"""

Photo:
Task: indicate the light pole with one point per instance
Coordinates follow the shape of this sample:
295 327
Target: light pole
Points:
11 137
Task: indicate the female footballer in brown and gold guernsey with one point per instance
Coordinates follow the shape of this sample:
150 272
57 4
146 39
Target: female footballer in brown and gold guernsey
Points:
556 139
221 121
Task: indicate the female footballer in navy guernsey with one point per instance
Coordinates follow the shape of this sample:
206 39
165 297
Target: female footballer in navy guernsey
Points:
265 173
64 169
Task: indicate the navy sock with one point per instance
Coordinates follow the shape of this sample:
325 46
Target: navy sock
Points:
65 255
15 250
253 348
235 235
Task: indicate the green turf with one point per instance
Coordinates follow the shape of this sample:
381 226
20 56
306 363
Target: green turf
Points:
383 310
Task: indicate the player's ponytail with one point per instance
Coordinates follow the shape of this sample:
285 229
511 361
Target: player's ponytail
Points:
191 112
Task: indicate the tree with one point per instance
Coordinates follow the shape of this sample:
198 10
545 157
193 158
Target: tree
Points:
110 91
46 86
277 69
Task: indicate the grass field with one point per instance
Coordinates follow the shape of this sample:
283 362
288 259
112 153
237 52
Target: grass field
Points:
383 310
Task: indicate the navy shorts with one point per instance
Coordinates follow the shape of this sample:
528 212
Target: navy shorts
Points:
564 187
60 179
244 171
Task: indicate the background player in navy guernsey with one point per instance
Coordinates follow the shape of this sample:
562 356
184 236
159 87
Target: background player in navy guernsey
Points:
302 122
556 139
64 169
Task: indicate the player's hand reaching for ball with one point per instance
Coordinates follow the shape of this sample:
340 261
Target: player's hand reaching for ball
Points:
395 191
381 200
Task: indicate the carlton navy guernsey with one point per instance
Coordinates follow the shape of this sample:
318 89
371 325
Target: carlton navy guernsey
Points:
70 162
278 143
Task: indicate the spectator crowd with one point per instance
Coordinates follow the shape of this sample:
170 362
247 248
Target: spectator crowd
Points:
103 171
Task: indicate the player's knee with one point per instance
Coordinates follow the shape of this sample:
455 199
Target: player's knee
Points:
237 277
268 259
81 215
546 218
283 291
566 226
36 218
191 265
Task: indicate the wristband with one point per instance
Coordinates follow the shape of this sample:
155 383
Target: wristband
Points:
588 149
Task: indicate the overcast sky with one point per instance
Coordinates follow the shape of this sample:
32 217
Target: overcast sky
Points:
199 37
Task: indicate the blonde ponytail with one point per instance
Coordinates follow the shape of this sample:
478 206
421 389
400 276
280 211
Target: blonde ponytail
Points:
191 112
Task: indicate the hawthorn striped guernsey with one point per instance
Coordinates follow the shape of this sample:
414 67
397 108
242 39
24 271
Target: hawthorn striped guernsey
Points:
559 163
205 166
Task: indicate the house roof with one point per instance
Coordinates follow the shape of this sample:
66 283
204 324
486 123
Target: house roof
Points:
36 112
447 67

"""

__What to produce__
Put the lines of the entries above into a numbered list, starting at the line that contains "Task: indicate the blonde" and ending at the last line of the entries, leaving out any blank lines.

__Result of the task__
1. Task: indicate the blonde ponytail with one point per instance
2. Coordinates follow the shape of this sample:
3. 478 206
4. 421 389
5. 400 276
6. 280 211
7. Target: blonde ponytail
8. Points:
9. 191 112
10. Task: indicate the hawthorn striped guernsey with one point per instance
11. Coordinates follow the shape of this sample:
12. 414 67
13. 397 108
14. 242 39
15. 24 271
16. Target: hawthorn striped guernsey
17. Points:
18. 559 163
19. 205 166
20. Task: indicate the house roof with one point per instance
21. Coordinates follow the shape of this sample:
22. 66 283
23. 204 324
24. 486 123
25. Target: house roof
26. Points:
27. 36 112
28. 447 67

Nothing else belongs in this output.